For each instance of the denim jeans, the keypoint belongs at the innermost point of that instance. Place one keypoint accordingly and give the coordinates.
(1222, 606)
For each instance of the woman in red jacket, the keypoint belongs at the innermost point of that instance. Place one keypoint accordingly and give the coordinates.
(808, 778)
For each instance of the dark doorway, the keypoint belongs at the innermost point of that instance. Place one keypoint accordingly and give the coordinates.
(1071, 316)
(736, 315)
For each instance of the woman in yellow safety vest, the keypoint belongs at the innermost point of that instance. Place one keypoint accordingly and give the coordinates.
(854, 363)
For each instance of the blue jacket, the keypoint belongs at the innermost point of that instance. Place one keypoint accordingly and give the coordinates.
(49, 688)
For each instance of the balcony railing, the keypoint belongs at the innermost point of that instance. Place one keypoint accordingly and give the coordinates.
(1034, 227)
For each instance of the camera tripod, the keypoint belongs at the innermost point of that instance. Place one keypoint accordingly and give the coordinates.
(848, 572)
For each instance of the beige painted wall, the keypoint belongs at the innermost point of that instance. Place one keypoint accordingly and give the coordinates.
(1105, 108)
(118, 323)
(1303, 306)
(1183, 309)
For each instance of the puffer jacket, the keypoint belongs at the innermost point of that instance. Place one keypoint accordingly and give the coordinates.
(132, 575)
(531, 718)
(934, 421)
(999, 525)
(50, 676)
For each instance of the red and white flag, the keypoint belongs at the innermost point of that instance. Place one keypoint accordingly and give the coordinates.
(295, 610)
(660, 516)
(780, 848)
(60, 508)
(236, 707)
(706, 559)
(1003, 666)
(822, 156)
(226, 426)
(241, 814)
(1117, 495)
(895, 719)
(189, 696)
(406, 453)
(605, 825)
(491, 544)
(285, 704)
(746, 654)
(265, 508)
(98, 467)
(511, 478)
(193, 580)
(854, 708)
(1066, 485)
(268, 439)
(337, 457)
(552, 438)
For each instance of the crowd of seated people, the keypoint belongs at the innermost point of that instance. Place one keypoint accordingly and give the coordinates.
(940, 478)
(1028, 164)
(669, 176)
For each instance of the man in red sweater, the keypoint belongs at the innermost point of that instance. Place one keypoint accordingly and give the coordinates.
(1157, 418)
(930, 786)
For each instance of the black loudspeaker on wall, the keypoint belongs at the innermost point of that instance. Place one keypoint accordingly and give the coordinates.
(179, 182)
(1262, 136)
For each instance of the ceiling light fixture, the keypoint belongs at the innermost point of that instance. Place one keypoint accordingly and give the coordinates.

────

# WHAT YOU ARE ASKED TO DO
From the line holding "For each instance of the crowd" to the last line of the records, quote each line exactly and add nothing.

# EXPECTED ANSWER
For each instance of the crowd of seated people, the keypoint belongs at the innermost point of that instance. Place one keypoint accordingly and give the coordinates.
(940, 478)
(1028, 164)
(669, 176)
For each instance of the man in red sweater, the keypoint belongs at the innermost point of that instance. Place one keypoint accordingly and give the coordinates.
(1157, 418)
(930, 786)
For each instance of the black loudspeaker on wall, the keypoint belongs at the innermost point of that instance. Place one keypoint accordingly and give the coordinates.
(179, 182)
(1262, 136)
For each instance of the ceiling light fixture, the keypoint belongs at the innermost point of that instance. Place one keypoint accordingly and give the coordinates.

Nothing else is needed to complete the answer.